— begin Records for this task —

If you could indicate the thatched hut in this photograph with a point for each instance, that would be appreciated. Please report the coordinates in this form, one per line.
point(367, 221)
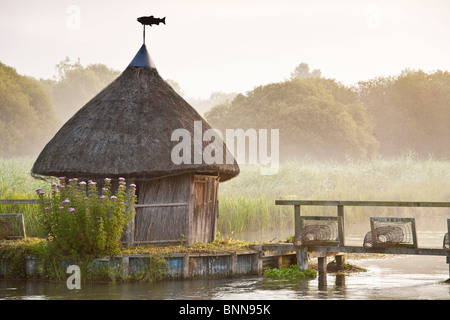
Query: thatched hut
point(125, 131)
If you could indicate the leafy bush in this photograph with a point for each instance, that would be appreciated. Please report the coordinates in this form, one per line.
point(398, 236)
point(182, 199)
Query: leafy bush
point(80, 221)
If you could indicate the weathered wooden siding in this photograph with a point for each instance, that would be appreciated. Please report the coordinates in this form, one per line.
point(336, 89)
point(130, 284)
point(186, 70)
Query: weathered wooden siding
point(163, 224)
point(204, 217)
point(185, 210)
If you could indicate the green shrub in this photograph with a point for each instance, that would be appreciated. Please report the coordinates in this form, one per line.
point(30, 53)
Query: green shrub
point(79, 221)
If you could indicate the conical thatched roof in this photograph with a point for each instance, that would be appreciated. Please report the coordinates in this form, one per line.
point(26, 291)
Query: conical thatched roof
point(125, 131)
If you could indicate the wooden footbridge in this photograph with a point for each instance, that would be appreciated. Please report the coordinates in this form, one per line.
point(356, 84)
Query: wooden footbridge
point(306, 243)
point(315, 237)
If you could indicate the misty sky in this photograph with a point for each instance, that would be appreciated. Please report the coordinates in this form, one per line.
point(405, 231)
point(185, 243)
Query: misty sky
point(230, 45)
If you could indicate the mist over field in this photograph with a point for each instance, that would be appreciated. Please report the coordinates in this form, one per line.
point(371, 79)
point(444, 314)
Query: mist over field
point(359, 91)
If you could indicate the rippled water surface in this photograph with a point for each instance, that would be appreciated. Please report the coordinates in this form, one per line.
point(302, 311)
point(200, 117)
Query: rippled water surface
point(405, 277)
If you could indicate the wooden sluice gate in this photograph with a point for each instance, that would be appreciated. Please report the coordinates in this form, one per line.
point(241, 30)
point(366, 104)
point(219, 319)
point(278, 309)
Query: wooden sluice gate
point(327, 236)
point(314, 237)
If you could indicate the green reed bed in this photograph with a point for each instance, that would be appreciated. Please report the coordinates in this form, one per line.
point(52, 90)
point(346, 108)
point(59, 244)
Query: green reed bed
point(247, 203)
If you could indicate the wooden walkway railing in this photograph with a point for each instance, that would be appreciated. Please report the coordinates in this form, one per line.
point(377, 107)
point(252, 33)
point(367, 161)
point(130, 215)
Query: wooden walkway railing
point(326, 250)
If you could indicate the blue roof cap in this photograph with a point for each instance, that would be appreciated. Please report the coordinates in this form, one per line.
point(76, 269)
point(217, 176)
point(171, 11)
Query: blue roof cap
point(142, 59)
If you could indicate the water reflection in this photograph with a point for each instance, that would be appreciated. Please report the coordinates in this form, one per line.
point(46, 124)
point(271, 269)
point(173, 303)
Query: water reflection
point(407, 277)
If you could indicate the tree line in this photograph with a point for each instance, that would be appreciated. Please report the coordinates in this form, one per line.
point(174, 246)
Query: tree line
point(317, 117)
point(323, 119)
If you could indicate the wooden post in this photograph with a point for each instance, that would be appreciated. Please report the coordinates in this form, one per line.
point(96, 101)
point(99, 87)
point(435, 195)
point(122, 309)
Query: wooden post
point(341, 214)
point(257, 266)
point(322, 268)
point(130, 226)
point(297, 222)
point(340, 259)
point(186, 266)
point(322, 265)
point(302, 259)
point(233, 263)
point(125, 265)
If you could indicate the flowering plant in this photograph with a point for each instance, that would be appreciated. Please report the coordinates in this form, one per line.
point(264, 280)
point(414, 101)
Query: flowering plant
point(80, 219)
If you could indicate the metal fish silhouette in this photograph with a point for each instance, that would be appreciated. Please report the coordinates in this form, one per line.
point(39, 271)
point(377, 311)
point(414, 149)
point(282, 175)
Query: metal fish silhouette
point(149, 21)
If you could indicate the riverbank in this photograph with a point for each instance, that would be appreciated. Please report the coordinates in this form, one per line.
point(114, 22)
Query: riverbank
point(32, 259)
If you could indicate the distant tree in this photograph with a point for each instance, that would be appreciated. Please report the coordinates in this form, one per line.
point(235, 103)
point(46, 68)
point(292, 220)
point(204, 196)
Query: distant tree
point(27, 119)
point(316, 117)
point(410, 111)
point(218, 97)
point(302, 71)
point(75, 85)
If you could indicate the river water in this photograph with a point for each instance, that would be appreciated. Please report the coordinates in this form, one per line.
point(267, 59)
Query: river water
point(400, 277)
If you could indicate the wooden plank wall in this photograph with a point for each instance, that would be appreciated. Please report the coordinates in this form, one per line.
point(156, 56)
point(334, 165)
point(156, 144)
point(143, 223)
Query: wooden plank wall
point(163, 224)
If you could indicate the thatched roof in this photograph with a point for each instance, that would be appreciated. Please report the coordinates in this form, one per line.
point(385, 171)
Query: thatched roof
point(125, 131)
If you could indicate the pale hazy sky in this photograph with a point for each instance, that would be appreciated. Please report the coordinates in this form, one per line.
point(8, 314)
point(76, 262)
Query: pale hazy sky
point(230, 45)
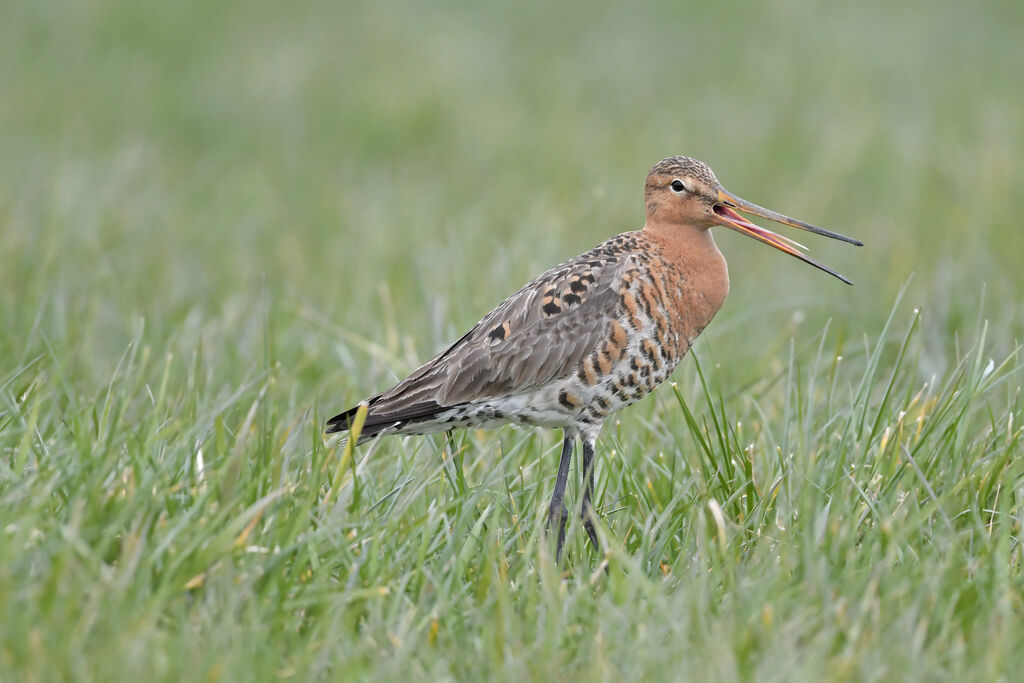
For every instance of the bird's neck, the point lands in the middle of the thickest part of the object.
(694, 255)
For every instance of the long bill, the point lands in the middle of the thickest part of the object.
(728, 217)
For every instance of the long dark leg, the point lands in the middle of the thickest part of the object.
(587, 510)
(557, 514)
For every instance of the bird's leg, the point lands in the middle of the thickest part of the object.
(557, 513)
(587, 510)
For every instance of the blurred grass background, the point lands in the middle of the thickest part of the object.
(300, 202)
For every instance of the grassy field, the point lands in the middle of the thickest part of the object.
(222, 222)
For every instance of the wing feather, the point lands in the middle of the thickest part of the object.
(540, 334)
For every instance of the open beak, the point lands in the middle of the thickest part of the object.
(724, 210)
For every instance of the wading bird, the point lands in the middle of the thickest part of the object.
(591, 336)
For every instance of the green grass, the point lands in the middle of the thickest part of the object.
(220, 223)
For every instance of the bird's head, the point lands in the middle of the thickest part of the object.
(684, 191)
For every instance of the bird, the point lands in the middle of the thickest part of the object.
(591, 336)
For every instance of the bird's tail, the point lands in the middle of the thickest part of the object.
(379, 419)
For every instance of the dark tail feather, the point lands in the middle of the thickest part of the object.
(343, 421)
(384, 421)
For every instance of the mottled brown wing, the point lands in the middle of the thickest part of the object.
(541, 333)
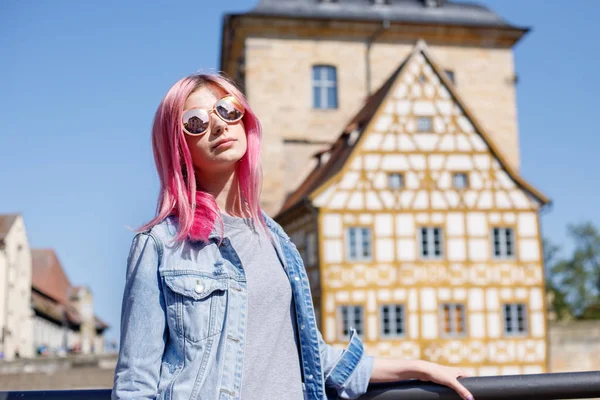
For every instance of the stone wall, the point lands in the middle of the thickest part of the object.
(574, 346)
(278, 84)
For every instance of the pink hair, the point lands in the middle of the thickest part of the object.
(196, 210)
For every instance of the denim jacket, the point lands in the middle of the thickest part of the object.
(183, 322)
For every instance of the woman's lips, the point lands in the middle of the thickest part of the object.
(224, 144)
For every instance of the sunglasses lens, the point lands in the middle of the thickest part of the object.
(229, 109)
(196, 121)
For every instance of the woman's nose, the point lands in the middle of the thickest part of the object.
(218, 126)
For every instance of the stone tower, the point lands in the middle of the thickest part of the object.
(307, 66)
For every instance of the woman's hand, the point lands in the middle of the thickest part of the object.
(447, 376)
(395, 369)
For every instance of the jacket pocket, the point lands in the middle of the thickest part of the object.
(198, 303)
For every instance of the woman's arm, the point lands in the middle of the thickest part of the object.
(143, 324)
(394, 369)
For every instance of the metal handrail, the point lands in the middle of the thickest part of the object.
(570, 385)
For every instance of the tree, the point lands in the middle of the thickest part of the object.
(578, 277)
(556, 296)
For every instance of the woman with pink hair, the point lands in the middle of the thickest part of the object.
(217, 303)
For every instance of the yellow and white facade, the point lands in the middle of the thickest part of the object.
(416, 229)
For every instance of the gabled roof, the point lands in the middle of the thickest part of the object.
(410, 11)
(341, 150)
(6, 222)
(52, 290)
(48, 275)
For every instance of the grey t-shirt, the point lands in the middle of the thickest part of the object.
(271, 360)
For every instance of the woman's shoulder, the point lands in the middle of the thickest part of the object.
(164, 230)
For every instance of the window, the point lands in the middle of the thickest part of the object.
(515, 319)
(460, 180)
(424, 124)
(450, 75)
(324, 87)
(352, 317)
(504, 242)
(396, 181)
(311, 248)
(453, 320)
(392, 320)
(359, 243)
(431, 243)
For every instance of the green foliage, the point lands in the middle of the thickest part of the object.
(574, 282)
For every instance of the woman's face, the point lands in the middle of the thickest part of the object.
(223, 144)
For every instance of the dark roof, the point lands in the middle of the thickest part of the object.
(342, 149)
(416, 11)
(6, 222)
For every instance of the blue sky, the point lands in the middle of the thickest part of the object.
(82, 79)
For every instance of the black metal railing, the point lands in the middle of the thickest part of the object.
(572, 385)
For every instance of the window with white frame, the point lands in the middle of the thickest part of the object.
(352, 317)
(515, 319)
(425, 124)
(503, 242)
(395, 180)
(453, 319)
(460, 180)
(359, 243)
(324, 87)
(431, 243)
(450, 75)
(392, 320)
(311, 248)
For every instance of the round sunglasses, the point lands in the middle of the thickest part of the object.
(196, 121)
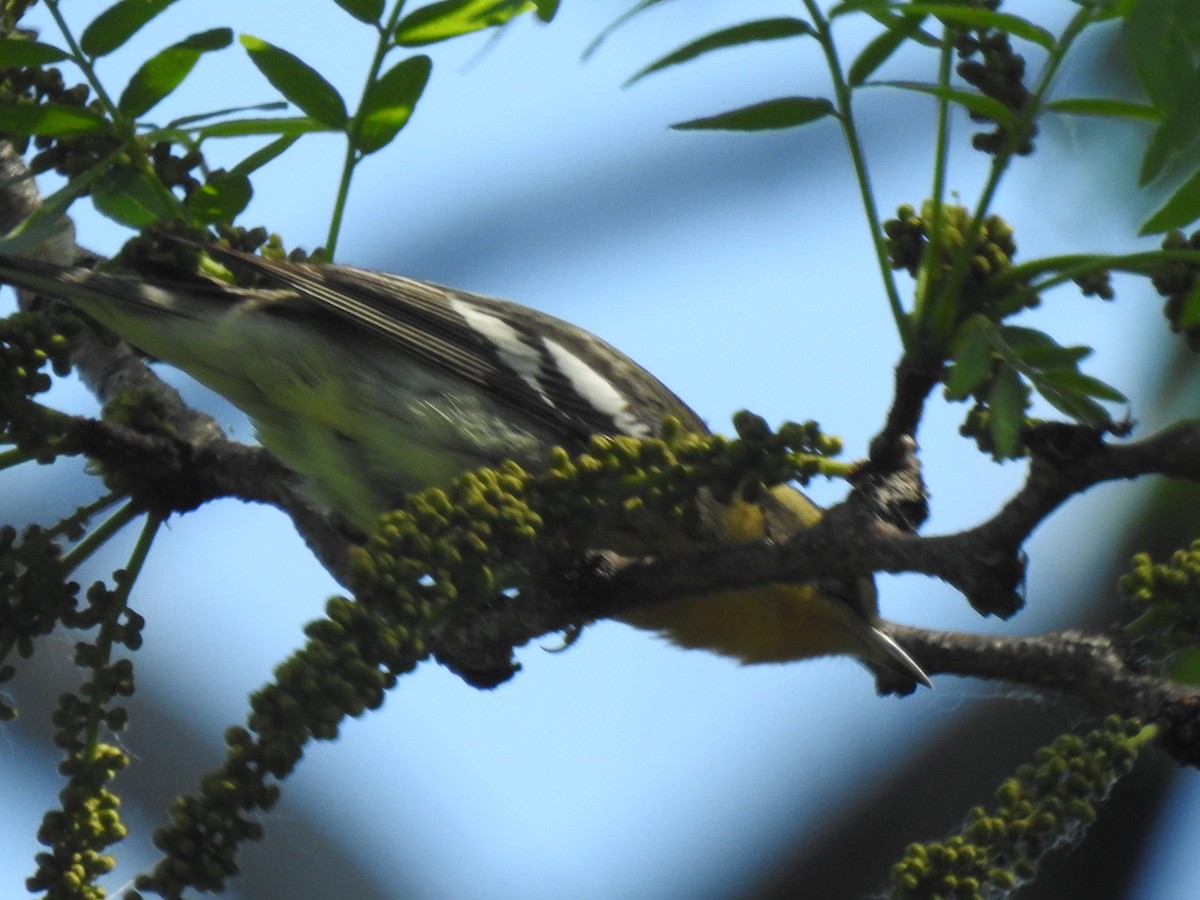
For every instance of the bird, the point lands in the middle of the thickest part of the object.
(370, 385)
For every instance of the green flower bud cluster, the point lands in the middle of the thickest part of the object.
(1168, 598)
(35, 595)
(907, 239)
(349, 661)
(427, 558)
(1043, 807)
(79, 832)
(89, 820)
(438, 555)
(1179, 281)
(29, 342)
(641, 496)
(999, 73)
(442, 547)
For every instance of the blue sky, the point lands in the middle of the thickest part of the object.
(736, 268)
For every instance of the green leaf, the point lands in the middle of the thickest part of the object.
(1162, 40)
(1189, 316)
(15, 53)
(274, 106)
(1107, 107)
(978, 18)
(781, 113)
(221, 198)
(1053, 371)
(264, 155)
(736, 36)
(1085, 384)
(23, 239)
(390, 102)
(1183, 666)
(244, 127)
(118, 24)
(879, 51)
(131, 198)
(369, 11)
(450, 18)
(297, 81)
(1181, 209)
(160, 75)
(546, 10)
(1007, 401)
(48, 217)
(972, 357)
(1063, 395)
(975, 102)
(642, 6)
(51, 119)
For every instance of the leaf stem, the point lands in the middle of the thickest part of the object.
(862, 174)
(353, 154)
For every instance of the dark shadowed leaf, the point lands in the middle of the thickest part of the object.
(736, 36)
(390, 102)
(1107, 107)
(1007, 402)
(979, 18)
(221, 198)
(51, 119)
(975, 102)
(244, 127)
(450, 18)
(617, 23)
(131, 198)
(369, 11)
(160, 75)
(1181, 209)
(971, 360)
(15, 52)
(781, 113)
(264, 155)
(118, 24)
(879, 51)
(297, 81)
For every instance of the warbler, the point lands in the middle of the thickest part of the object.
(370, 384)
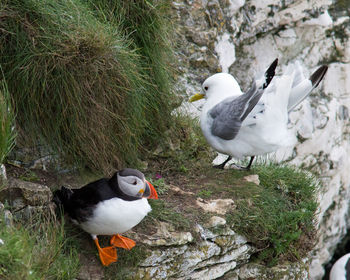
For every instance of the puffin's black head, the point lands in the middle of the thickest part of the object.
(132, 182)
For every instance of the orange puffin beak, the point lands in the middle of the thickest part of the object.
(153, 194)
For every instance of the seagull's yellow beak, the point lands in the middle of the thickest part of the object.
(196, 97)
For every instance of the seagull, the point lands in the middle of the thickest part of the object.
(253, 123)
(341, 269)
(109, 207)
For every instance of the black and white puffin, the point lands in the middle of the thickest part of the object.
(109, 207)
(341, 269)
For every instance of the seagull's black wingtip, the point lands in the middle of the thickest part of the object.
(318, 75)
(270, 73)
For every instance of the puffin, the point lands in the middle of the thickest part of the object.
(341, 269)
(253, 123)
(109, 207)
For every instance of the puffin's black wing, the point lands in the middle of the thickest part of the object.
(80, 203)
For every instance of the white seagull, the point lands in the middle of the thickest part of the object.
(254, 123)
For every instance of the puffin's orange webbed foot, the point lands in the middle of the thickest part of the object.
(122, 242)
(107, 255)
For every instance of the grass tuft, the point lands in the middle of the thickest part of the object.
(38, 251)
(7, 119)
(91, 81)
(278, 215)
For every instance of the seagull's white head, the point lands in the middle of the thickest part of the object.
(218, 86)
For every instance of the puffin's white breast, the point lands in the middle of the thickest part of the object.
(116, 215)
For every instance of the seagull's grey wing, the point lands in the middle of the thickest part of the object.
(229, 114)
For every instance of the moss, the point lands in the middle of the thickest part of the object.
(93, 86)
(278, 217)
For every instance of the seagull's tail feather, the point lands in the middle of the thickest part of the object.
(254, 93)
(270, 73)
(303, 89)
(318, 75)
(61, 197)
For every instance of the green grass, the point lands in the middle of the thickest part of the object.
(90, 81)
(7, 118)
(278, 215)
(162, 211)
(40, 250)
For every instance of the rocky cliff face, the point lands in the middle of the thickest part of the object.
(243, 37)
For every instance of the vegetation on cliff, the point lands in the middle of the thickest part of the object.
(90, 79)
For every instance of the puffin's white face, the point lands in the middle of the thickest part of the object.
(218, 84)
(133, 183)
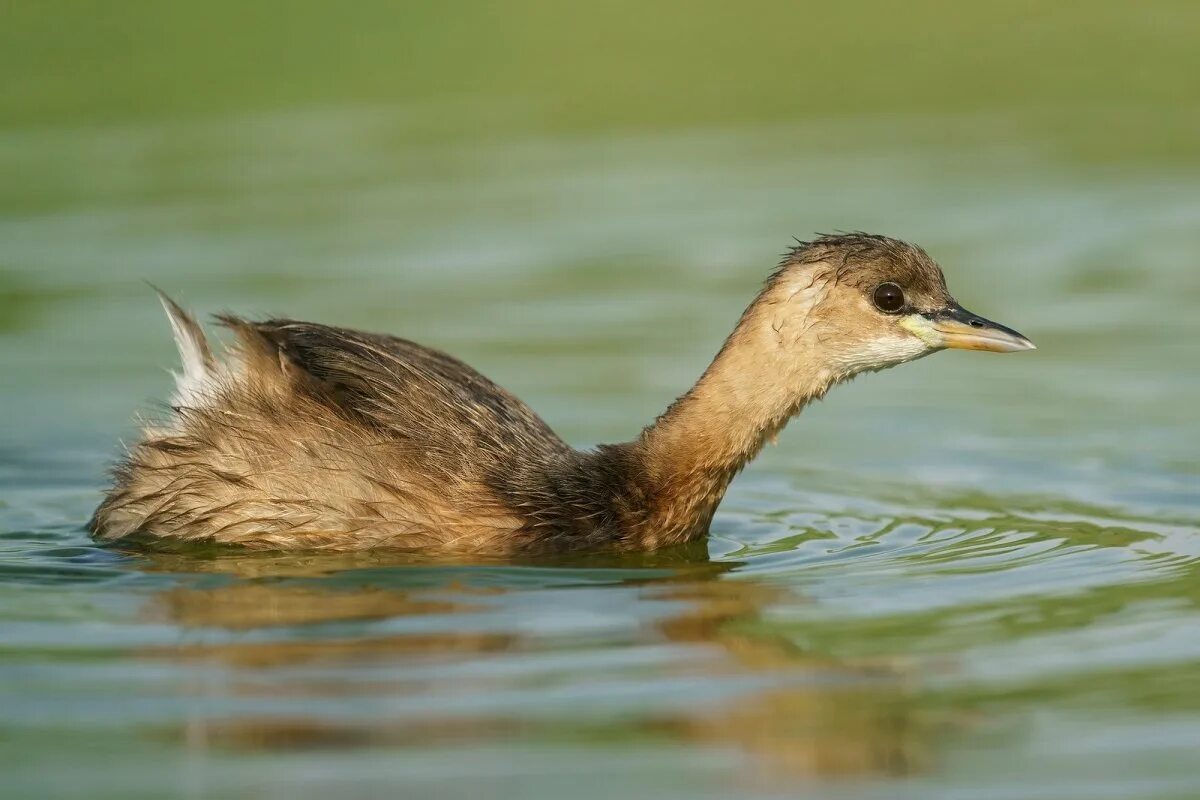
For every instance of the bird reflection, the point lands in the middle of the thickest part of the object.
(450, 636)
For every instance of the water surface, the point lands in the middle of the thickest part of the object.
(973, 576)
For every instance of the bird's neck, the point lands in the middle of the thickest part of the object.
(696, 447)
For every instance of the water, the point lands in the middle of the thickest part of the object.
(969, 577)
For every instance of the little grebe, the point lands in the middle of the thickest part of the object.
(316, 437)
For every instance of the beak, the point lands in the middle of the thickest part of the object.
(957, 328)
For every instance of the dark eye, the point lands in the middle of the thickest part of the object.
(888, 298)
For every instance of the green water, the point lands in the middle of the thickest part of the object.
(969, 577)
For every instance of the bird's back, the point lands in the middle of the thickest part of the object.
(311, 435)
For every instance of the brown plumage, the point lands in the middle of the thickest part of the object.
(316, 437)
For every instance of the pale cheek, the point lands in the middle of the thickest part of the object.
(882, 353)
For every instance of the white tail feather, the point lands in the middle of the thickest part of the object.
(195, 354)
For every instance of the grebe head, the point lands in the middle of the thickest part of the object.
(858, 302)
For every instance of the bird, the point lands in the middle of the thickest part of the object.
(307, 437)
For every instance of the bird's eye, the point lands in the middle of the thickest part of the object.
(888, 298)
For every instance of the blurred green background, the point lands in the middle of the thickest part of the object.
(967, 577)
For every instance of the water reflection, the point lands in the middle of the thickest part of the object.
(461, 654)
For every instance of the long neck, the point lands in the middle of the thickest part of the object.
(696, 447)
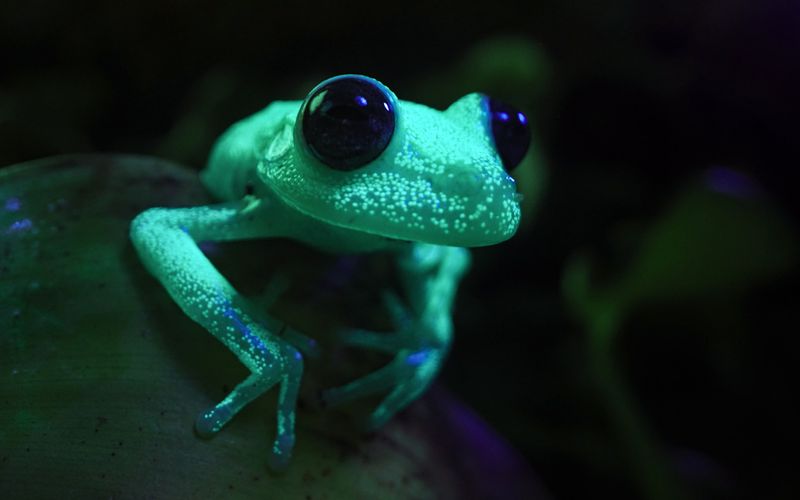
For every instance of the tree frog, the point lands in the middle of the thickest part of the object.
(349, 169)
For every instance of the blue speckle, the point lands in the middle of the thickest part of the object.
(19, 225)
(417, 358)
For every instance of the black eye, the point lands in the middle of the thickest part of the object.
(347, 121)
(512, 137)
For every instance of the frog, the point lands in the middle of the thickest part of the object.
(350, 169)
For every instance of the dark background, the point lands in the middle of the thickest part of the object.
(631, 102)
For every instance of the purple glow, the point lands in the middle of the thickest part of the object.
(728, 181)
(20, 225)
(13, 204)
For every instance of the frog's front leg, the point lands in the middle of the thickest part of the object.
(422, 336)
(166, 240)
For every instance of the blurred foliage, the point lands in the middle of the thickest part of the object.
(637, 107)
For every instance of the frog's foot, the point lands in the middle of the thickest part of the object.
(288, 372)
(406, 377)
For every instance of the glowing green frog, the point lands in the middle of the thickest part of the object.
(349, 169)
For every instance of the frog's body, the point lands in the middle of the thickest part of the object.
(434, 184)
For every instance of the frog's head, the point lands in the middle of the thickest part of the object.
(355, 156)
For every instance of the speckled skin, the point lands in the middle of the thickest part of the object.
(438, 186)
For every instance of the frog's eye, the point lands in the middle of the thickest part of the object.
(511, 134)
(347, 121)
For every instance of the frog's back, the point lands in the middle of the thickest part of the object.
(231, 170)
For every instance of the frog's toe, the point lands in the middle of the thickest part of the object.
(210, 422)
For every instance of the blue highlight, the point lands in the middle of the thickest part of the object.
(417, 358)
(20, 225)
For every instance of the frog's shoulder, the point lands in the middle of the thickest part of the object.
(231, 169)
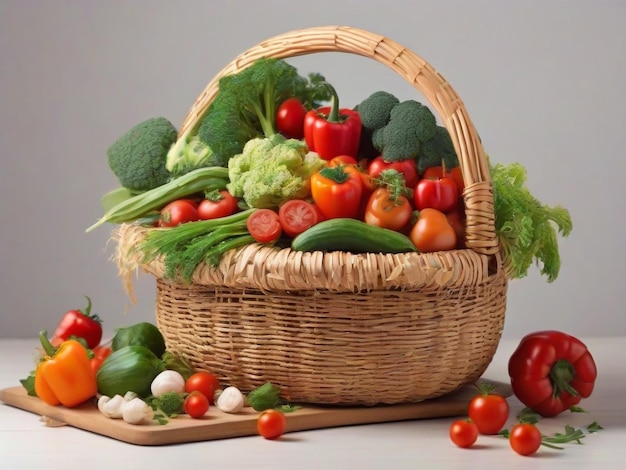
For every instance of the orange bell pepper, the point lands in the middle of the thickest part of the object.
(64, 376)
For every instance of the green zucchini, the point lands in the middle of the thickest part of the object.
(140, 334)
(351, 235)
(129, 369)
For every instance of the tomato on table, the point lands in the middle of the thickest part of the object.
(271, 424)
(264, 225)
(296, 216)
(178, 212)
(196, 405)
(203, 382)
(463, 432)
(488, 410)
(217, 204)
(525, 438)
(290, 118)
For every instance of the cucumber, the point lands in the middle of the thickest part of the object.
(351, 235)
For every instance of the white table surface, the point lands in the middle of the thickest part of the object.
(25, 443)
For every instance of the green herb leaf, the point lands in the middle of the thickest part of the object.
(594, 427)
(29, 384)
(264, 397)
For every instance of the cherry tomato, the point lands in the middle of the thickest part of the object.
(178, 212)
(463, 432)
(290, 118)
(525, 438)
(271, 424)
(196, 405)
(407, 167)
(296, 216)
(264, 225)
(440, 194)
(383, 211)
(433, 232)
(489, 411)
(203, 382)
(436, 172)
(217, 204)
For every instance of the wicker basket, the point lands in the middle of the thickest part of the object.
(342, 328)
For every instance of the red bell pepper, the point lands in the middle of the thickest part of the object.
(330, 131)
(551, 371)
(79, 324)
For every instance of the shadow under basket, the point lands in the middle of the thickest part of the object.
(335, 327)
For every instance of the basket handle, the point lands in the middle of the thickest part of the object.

— end Records for this task —

Set exercise: Can you render the listing, from its first line through the line holding "point(80, 221)", both ends included, as a Markdown table with the columns Row and Line? Skip blank lines and leave the pictures out.

Written reply:
| Row | Line |
|---|---|
| 1 | If you could indicate the thatched hut in this photograph with a point for each instance, that would be appreciated. Please report the coordinates in this form, one per line. |
| 2 | point(367, 221) |
| 3 | Query: thatched hut |
| 4 | point(125, 131) |
| 5 | If you could indicate the leafy bush in this photograph with a point for each instance, that would be appreciated. Please report the coordinates in this form, one per line. |
| 6 | point(398, 236) |
| 7 | point(182, 199) |
| 8 | Query: leafy bush |
| 9 | point(80, 221) |